### PROBLEM:
Extract the listing in its entirety, keeping each line identical to the original.
─── RECORDS FOR THIS TASK
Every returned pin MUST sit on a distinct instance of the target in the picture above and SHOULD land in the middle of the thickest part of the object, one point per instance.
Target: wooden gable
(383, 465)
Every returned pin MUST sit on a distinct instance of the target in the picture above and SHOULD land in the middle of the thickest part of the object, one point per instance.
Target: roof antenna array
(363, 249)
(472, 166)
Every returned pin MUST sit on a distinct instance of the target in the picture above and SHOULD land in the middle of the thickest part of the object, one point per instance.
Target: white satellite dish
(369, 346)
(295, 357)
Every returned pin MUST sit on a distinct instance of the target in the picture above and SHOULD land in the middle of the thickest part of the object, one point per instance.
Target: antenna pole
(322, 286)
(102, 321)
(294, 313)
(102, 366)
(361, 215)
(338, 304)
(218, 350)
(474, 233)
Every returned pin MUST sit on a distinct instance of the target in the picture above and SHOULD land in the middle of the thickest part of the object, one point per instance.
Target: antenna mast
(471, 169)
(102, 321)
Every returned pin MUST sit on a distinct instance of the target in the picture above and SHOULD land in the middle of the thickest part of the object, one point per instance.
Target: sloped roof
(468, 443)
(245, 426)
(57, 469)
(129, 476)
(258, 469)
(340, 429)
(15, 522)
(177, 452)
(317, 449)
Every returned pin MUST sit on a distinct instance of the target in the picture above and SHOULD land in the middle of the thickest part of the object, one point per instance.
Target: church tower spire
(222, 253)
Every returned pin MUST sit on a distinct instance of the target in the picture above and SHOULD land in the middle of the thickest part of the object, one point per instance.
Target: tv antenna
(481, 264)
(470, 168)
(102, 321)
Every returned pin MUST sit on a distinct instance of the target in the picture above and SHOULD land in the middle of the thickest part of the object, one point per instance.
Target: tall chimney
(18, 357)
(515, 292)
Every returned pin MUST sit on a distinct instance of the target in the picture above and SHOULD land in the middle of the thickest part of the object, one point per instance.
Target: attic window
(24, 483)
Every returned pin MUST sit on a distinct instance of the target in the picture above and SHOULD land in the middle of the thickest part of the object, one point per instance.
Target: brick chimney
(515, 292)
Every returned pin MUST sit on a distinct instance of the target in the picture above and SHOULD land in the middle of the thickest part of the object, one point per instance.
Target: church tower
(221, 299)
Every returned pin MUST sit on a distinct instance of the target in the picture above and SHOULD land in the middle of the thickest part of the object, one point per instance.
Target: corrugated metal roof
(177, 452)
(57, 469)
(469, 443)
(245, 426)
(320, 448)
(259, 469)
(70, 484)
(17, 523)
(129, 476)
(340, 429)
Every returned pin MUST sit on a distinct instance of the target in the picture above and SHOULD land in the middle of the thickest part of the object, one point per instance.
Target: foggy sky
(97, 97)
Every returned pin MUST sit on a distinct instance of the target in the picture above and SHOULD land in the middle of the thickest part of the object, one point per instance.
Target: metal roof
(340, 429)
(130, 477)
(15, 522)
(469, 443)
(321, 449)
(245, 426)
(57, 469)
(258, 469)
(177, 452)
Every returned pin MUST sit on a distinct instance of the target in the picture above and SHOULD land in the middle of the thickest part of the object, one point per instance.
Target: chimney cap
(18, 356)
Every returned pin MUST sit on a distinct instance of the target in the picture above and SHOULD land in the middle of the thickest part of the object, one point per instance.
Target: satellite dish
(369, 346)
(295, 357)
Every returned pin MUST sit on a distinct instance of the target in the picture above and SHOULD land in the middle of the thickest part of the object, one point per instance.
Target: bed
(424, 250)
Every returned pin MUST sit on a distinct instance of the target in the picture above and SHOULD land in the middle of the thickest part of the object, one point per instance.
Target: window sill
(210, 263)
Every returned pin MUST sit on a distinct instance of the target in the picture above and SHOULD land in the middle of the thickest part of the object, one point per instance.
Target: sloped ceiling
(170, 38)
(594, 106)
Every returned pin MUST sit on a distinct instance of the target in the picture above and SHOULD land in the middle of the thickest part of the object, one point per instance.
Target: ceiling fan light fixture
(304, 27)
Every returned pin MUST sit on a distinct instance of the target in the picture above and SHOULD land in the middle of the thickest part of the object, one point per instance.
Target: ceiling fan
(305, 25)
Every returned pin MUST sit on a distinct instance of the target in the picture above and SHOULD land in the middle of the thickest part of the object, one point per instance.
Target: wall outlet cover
──────
### CORRECT ANSWER:
Every returned pin MUST sit on a distinct instance of the target in the picture above and SHOULD land in the middle of the thickest part of the object, one point per instance.
Target: wooden gable
(383, 465)
Every returned pin MUST sit on a distinct instance of the target in the picture above and SHOULD land in the middle of the thickest part of the object, one point per instance.
Target: roof antenna array
(363, 249)
(472, 166)
Every returned pin MUST sit on a distinct instance of the target in the picture above and SHOULD land in the middle of the thickest part of the object, one point per instance.
Target: white satellite dish
(369, 346)
(295, 357)
Every returned pin MUST sit on a distinct instance of the target in the picture above and SHOULD land in the middle of the thickest part of the object, one point per instance.
Target: antenna pole
(322, 286)
(102, 321)
(294, 313)
(102, 366)
(361, 215)
(338, 304)
(218, 350)
(474, 233)
Every returned pin MUST sit on a distinct instance of the target in the picture above and SHOULD land in the middle of the thickest part of the object, one point per instance.
Target: antenna mast
(471, 169)
(102, 321)
Every returned pin MUST sit on a distinct instance of the target in the picture above and SHOULD land in the middle of the thickest part of the object, one point per instance.
Target: sloped roof
(468, 443)
(245, 426)
(57, 469)
(129, 476)
(258, 469)
(340, 429)
(15, 522)
(177, 452)
(317, 449)
Every returned pin MUST sit on a distinct instance of the target in the picture above and SHOULD land in the middle of the thickest part of the object, one point per instance.
Target: church tower spire
(222, 253)
Every returned pin MUST sit on a distinct instance of the target in the picture above and SHOULD land in the middle of the thickest part of the object, one point per instance.
Target: tv antenna
(481, 264)
(470, 168)
(102, 321)
Every returned pin MUST sit on a distinct instance of the target in the picture above and SHOULD land in the middle of the thickest part of the object, one point per instance.
Target: tall chimney
(18, 357)
(515, 292)
Every returned pin MUST sit on a distinct instance of the target in the picture above and SHOULD land in the middle of the thickest part of the object, one point per instance.
Target: attic window
(24, 483)
Every returned pin MUST sit on a distinct instance of the target in the picture above and SHOULD land in the middle of the thickest part of the object, one point per instance.
Target: brick chimney
(515, 292)
Every returned pin MUST sit on a distinct instance of the target in the picture above and SHOULD land in the middle of the thickest part of the object, one point per instance.
Target: church tower
(221, 299)
Every returned pin MUST sit on a distinct instance of the target in the picture above and SHOULD land in the middle of the thickest part of the object, one point per instance.
Target: corrugated metal roof
(177, 452)
(57, 469)
(469, 443)
(245, 426)
(320, 448)
(259, 469)
(70, 484)
(17, 523)
(129, 476)
(340, 429)
Every returned pin MUST sit on a distinct instance of the target in the picture above and SHOULD land in the middle of the thickest part of the object, one point per instance.
Target: foggy sky
(97, 97)
Every returned pin MUST sit on a distinct instance of the target in the picture above and SHOULD land in the middle of the thickest part of the object, one point per instance.
Target: metal roof
(340, 429)
(130, 477)
(15, 522)
(469, 443)
(321, 449)
(245, 426)
(57, 469)
(258, 469)
(177, 452)
Every returned pin MUST sit on a distinct instance of the target in the picture above and SHOULD land in the middle of the thickest part of the object, one point per instance.
Target: chimney cap
(18, 356)
Every returned pin MUST sit on a distinct instance of the target in the picture above and SHOULD land in the middle of the thickest part of the object, one point per instance.
Target: satellite dish
(369, 346)
(295, 357)
Every returned pin MUST sit on a distinct instance of the target in the picture above and SHOULD land in the middle of the thickest part of the object, one point per instance.
Target: bed
(424, 250)
Every returned pin MUST sit on a distinct instance of the target in the picture above and SHOULD land in the middle of the thickest part of the object, one point per instance.
Target: window sill
(210, 263)
Every returned pin MUST sit on a distinct instance of the target in the picture above and SHOULD land in the middle of the thickest part of the object, one point per instance.
Target: sloped ceiling
(170, 38)
(594, 106)
Every returned pin MUST sit on a distinct instance of the target in the picture above and SHOULD land in the middle of the thickest part of the object, one point per instance.
Target: ceiling fan light fixture
(304, 27)
Every returned pin MUST sit on a distinct instance of the target in the picture above and SHOULD land in the middle of the thickest part of the object, one point per instance.
Target: ceiling fan
(305, 25)
Every returned pin MUST sit on a distinct instance of the target in the picture above and SHOULD land in the middle of the thickest part of the object, one point per instance.
Target: wall outlet cover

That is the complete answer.